Instructions to follow: Copy the listing from the line containing "TARGET = shallow water" through the end of the listing, keeping every line, and shift each point coordinate in the answers up by 54.

BEGIN Stored data

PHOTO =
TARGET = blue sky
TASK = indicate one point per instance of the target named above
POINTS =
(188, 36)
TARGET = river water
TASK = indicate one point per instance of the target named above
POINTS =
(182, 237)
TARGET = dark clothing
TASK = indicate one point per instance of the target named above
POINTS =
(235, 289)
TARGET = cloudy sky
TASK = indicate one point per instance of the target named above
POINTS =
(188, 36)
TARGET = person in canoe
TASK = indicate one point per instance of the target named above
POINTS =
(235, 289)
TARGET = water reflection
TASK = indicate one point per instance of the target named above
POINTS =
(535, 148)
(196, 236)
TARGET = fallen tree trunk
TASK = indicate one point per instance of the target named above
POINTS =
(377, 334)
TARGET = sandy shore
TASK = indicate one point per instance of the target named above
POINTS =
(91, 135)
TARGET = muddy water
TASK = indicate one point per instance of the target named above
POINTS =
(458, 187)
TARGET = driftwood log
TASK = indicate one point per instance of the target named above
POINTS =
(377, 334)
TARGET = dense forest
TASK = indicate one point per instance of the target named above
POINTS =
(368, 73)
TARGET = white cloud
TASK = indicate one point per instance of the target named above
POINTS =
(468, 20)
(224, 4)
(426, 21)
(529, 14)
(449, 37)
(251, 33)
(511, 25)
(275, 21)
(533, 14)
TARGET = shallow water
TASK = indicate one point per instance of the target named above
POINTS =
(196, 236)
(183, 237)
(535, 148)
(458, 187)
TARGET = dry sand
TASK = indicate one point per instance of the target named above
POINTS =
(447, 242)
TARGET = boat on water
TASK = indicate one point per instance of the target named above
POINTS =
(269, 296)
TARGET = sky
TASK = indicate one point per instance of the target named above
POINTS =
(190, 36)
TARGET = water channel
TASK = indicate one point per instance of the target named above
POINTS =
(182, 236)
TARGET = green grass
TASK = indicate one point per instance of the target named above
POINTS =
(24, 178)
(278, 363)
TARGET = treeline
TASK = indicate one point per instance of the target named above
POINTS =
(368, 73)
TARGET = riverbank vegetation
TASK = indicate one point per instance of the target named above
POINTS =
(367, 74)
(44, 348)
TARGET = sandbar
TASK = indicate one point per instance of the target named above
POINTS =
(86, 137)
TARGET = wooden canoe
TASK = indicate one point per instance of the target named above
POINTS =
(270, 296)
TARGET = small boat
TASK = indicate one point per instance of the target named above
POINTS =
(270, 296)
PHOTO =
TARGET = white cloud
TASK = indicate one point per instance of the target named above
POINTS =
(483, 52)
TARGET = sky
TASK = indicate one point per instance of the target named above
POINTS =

END Stored data

Task result:
TARGET = shallow water
TASK = indicate one point per instance of the target named above
POINTS =
(250, 290)
(237, 291)
(589, 202)
(512, 241)
TARGET = dry sand
TASK = indicate one point per instance of the target named above
POINTS =
(501, 296)
TARGET = boat on water
TASK = indicate one point per instance of the target named above
POINTS =
(323, 350)
TARGET = sky
TASK = indicate one point per instance of the target named above
POINTS =
(244, 90)
TARGET = water channel
TASK = indicate one point per instance of the target named above
POINTS =
(236, 290)
TARGET = green grass
TASK = indicate one point per instance of the target named above
POINTS =
(78, 232)
(332, 417)
TARGET = treeline
TASK = indicate one point per instance of the target named above
POINTS =
(422, 127)
TARGET = riverbank vegetation
TASK = indicate one point per instance of the target named above
POINTS =
(421, 128)
(98, 402)
TARGET = sandbar
TASK = indicate one point per instance of the target named above
POINTS =
(140, 191)
TARGET = wooden canoe
TASK = indicate one point per instance of the target named above
POINTS =
(324, 350)
TARGET = small boat
TASK = indicate one point per instance of the target named above
POINTS =
(324, 350)
PHOTO =
TARGET = white cloud
TASK = indicate one point per instance of the target named above
POINTS =
(537, 106)
TARGET = sky
TASK = indicate one point per instance of the target named above
POINTS =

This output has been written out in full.